:: Data listing ::
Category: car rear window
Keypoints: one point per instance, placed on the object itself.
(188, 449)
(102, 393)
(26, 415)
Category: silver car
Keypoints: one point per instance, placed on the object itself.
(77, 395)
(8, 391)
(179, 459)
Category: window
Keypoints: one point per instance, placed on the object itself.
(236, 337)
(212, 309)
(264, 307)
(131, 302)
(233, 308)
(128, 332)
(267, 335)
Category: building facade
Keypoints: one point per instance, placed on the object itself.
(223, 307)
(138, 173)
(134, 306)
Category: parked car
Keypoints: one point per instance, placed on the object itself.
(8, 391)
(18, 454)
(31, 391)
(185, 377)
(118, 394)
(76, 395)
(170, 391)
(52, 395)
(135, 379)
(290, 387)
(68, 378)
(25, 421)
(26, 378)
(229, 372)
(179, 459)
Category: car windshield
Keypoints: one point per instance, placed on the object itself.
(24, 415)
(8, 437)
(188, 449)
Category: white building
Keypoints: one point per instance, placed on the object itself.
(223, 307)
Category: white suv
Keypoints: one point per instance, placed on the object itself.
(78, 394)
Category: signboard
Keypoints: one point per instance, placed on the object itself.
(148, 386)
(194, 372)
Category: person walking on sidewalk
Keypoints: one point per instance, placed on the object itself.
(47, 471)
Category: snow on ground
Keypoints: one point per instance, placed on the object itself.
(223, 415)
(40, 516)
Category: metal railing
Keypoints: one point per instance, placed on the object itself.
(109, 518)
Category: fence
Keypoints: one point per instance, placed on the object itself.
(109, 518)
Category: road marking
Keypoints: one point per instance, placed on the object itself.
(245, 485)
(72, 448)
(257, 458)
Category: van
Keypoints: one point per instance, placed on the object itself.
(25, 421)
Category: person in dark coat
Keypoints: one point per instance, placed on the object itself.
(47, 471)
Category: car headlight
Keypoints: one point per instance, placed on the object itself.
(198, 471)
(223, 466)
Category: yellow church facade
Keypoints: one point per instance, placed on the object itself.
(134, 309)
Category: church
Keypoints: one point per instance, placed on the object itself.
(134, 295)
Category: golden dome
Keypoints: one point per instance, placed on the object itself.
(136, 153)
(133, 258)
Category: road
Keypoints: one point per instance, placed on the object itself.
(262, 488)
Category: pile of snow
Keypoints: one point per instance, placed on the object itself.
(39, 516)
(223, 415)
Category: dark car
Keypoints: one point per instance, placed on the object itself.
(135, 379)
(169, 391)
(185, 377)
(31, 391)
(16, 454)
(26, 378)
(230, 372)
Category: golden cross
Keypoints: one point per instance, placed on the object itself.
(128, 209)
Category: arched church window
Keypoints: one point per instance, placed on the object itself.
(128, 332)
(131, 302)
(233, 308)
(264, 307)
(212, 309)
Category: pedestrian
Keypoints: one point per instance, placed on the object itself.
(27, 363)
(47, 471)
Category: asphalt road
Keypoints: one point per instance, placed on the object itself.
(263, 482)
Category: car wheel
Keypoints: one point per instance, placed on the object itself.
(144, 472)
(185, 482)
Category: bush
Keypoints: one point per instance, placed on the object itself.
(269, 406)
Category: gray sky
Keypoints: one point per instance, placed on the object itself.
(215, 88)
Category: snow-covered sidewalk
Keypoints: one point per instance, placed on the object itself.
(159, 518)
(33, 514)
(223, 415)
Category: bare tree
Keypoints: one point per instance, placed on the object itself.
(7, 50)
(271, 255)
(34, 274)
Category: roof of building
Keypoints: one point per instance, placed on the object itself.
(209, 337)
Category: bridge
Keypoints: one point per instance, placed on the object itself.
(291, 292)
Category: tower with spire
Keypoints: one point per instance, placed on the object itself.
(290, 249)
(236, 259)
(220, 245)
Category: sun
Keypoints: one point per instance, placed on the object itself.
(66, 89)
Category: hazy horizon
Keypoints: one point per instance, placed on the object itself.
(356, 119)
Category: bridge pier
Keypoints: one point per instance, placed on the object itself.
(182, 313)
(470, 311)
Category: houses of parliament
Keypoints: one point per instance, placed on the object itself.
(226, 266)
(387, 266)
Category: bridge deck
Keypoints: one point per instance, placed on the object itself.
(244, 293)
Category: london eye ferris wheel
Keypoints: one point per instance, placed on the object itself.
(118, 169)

:: GOAL ::
Rewrite the part of the entries above that opens with the line containing "Category: snow-covered sidewalk" and runs through the end of the entries, keeping every line, instructions included. Multiply each coordinate in the points by 2.25 and round it to a whole number, with halves rounded up.

:: RESPONSE ::
Category: snow-covered sidewalk
Keypoints: one point per instance, placed on the object itself.
(358, 1166)
(74, 1157)
(502, 934)
Category: bare tree
Keypoints: one point per instance, placed on the object itself.
(16, 113)
(610, 574)
(77, 617)
Category: roof of building
Keypoints: one point per instance, placed on the object itself.
(470, 758)
Category: bridge
Keypoints: one point per instance, placed on the object itself.
(655, 657)
Category: tower with spire
Keypoints: one point per instance, placed on the object itself.
(653, 560)
(531, 583)
(495, 551)
Category: sun
Keypoints: one point per instance, placed on the object itself.
(149, 200)
Category: hazy horizon
Keypoints: one point per instance, placed on the object itself.
(801, 268)
Category: bridge pier
Keypoints: one point per instance, placed on the object itself.
(410, 704)
(1058, 700)
Category: houses of parliament
Keypoints: one point per instance, placed on the object itself.
(509, 599)
(871, 599)
Category: bridge deck
Keypoints: one point per instance, placed on the object itself.
(549, 659)
Category: london eye ferris wheel
Keypoints: one point per instance, placed on the object itself.
(266, 380)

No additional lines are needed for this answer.